- [Passage to read]
----------------------------------------
Tampoco tenemos nombre / We, too, are nameless: A Conversation with Ilana Luna

When I translate, my approach is much more of an interpretation, in the musical sense; it is a jazz riff, it is a feeling . . .

I discovered one of my favorite poets—the musician, filmmaker, and diplomat Gaspar Orozco—through Ilana Luna in the pages of Scotland-based Reliquiae: A Journal of Nature, Landscape, and Mythology. In Luna’s lulling translation, Orozco’s El Libro de los Espejismos (The Book of Mirages) meditates on the lacuna between memory and myth, and the interstices between sentience and sleep. In this interview, I asked Luna about, among other things, translating Mexican poet Gaspar Orozco and essayist Carlos Monsiváis, as well as Mexican literature in translation, with small indie presses as their prime movers. 

Alton Melvar M Dapanas (AMMD): I love your translation of Gaspar Orozco published at Reliquiae Journal! And you have a forthcoming book of translation from Orozco’s poems under the Corbel Stone Press imprint, Xylem Books. What should Orozco readers like me expect from this new title? 

Ilana Luna (IL): In fact, we have several manuscripts we’ve been working on. The first we completed is El libro de los espejismos/The Book of Mirages. It’s quite a marvelous book, with prose poetry as well as formal poetry, haiku, sonnet, octaves. They were the most fun to translate, truth be told; I love the puzzle or game-like challenge that formal limitations pose. Several of these poems appeared in Reliquiae, as well as in the July 2021 issue of Indian publication Poetry at Sangam. The one you mention, with Corbel Stone Press, is what we’re currently working on. It is more of an anthology of Orozco’s work, with a focus on natural phenomena and a mythic tone, taken from across his ten-book corpus. As always, Gaspar’s poetry is full of luminescent landscapes, vignettes, and often, has a mesmerizing, rhythmic quality. I try to capture this in my translations.
----------------------------------------
- [Exercise]
Can you write out, word for word, the stretch of the Ilana Luna interview from "When I translate, my" through "their prime movers."? Rely on the Ilana Luna interview and nothing else.

- [Dataset entries]
----------------------------------------
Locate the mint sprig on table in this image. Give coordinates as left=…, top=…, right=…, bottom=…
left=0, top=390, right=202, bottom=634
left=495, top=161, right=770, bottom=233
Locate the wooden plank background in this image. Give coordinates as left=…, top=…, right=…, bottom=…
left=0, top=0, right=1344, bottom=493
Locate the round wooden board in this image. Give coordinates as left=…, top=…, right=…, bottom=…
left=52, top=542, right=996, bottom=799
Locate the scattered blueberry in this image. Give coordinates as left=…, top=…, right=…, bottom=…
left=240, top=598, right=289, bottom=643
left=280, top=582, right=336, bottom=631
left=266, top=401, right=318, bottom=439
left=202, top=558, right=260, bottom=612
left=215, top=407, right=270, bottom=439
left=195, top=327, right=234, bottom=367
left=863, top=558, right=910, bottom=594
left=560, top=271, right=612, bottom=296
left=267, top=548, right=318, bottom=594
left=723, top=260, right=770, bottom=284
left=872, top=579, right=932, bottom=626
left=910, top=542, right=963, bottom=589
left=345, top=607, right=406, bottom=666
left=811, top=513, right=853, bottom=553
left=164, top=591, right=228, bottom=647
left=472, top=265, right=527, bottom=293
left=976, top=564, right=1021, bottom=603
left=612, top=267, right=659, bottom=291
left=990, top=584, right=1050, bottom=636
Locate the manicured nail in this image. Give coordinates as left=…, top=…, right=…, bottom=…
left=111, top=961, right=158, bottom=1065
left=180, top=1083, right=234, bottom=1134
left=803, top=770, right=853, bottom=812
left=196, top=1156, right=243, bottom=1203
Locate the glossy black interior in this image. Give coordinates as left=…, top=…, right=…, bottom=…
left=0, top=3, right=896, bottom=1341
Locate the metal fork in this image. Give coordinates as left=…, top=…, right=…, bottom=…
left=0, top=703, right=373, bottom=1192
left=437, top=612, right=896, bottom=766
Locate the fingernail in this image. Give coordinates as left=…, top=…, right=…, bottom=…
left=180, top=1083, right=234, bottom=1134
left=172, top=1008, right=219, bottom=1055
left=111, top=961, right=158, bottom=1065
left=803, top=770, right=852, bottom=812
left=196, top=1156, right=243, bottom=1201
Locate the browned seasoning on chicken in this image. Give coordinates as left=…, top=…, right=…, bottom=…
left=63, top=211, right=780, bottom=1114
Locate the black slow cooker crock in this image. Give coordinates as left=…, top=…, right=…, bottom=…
----------------------------------------
- [Task result]
When I translate, my approach is much more of an interpretation, in the musical sense; it is a jazz riff, it is a feeling . . .

I discovered one of my favorite poets—the musician, filmmaker, and diplomat Gaspar Orozco—through Ilana Luna in the pages of Scotland-based Reliquiae: A Journal of Nature, Landscape, and Mythology. In Luna’s lulling translation, Orozco’s El Libro de los Espejismos (The Book of Mirages) meditates on the lacuna between memory and myth, and the interstices between sentience and sleep. In this interview, I asked Luna about, among other things, translating Mexican poet Gaspar Orozco and essayist Carlos Monsiváis, as well as Mexican literature in translation, with small indie presses as their prime movers.